Start of INFORMATION PROVIDED

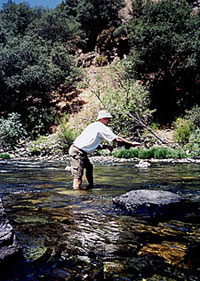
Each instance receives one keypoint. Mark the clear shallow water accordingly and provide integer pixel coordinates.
(81, 235)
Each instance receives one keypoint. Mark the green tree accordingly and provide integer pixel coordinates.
(94, 16)
(164, 39)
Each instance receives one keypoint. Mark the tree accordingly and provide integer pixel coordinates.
(93, 16)
(164, 39)
(127, 100)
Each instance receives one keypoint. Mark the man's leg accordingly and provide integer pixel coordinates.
(89, 174)
(77, 184)
(76, 160)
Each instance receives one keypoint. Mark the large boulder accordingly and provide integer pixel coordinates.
(8, 243)
(148, 202)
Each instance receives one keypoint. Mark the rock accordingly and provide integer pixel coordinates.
(8, 242)
(143, 165)
(68, 168)
(148, 202)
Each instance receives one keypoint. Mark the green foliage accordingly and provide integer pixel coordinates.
(153, 152)
(127, 100)
(43, 145)
(4, 156)
(66, 134)
(94, 16)
(11, 130)
(101, 60)
(194, 142)
(164, 40)
(34, 61)
(194, 116)
(39, 119)
(183, 131)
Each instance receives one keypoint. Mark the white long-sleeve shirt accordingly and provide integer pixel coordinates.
(92, 136)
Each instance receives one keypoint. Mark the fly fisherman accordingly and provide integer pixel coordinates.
(86, 143)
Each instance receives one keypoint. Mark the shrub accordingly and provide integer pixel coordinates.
(126, 153)
(5, 156)
(11, 130)
(66, 134)
(194, 142)
(183, 131)
(153, 152)
(194, 116)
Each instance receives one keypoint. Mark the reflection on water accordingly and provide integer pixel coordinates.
(80, 235)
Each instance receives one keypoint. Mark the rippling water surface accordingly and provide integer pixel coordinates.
(81, 235)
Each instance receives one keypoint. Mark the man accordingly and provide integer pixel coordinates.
(86, 143)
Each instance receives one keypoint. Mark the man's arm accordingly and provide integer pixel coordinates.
(122, 140)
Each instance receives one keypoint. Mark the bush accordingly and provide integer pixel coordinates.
(5, 156)
(11, 130)
(194, 142)
(194, 116)
(154, 152)
(66, 134)
(126, 153)
(183, 131)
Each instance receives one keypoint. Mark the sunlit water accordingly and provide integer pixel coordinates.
(81, 235)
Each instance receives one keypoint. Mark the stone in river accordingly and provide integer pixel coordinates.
(8, 243)
(148, 202)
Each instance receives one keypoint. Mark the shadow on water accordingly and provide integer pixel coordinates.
(81, 235)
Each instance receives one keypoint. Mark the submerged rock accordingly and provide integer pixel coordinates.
(148, 202)
(143, 165)
(8, 242)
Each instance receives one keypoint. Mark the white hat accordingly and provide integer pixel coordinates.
(103, 114)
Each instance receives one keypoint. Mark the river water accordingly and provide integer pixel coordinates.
(81, 235)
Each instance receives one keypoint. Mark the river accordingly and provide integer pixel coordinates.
(81, 235)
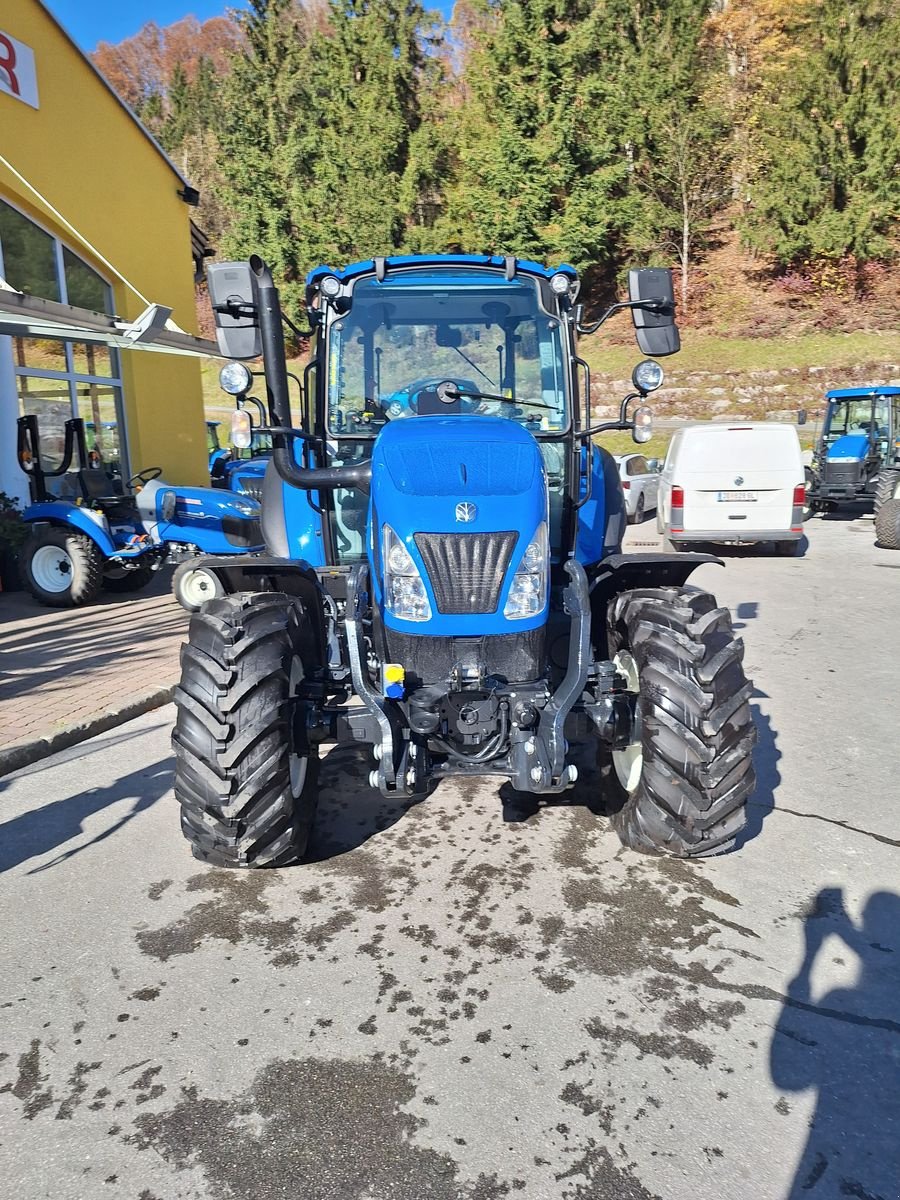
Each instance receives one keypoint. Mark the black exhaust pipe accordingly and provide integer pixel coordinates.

End of INFORMATION PROVIDED

(WHAT IS NEEDED)
Reproduce the data verbatim, beginning with the line that contains "Each instance receives one keypoint. Mark the shrub" and continuing through the final line of the data, both ends included. Leave the pictures out of your reply.

(SOLVED PROBLEM)
Each instance receives one keypoint. Mark the shrub accordingly and provide integer pixel coordinates.
(126, 153)
(5, 156)
(11, 130)
(66, 134)
(194, 142)
(183, 131)
(153, 152)
(194, 116)
Each instance receives one keypoint. Mark the reflection on water accordingly and provide integer pixel coordinates.
(80, 235)
Each instance receives one keypoint. Mark the rippling water surface accordingly and provide integer pixel coordinates.
(81, 235)
Each instance receives one keypoint. Mark the man accordingly and provide integer pixel coordinates.
(86, 143)
Each instance receives one keypoint. Mark the man's arm accordingly and provide integer pixel coordinates.
(122, 140)
Each instance receives one keypoint. Mark the bush accordingly and provide integer pixel coordinates.
(5, 156)
(11, 130)
(194, 142)
(194, 116)
(154, 152)
(66, 134)
(126, 153)
(183, 131)
Each instance receives one keypoint. Mark the sunlit water accordingly and provide integer pixel coordinates.
(81, 235)
Each instance receives one keypoint. Mark the stone in river accordingly and provide integer pixel coordinates.
(8, 243)
(148, 202)
Each instance receives one keypoint. Mark the shadow on water accordingly and provide integer pixel coordinates.
(81, 235)
Each instance receives one keypoint. Mark the submerged rock accordingly and provide integer pixel coordinates.
(148, 202)
(143, 165)
(8, 242)
Each instance receives one keypoint. Mark the white hat accordingly and provide integer pixel coordinates.
(103, 114)
Each instance receives one keypoint. Mark the river water accordingly and provide integer pixel coordinates.
(81, 235)
Each instance receives one keypoint. Mark the river accordingly and provide integer pixel coordinates.
(81, 235)
Each instance receives one keypoint. Mark the black exhaust pipe accordingly and provide integer pixel coordinates.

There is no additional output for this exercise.